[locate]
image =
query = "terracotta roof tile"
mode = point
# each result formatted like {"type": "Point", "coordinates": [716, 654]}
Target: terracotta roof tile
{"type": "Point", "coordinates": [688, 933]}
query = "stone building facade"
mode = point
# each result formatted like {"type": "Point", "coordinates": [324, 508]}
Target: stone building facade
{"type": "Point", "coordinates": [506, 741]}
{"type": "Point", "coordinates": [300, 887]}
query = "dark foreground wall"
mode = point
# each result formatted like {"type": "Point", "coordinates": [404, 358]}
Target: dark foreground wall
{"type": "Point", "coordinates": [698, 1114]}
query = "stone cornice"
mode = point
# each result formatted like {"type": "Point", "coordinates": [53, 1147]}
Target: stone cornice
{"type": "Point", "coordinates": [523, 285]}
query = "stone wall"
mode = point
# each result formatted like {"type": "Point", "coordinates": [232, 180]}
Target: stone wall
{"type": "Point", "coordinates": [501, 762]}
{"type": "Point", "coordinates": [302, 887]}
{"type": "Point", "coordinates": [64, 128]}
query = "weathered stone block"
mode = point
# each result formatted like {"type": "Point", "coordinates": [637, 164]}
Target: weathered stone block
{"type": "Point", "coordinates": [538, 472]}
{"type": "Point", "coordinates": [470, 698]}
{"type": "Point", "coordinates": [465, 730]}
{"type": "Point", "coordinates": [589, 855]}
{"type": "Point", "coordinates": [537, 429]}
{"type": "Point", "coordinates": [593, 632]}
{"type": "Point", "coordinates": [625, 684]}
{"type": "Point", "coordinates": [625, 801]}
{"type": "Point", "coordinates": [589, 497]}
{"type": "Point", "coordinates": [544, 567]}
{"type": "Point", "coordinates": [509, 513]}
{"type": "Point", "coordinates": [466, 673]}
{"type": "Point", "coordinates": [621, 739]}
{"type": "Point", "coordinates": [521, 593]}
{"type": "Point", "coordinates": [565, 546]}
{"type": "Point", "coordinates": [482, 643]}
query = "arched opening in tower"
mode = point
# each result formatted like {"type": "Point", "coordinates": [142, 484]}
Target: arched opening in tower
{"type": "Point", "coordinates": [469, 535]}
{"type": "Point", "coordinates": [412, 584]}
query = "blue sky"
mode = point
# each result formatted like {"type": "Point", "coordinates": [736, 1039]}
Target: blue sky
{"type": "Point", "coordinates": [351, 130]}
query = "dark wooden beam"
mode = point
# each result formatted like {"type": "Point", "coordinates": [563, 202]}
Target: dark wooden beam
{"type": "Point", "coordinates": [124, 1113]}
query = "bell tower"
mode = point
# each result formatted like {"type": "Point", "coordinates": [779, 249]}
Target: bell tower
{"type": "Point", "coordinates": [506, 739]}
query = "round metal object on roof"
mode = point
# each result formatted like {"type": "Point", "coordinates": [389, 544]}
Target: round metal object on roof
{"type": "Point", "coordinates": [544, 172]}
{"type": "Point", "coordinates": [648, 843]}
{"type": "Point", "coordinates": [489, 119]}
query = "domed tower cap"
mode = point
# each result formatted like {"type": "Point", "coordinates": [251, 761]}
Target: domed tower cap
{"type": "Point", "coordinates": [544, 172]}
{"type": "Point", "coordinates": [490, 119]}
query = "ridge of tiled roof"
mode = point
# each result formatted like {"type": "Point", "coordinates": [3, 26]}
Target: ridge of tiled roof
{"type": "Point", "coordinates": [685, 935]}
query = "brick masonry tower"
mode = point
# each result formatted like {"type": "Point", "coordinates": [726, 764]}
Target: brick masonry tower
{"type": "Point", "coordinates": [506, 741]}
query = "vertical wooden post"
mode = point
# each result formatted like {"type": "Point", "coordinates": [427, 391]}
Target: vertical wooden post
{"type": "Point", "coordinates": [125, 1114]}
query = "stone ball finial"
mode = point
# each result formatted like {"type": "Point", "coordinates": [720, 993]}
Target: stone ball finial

******************************

> What you are asked to do
Among the lines of the data, identify those with the word "ball". Copy each of them.

> Response for this exercise
query = "stone ball finial"
Target: stone ball finial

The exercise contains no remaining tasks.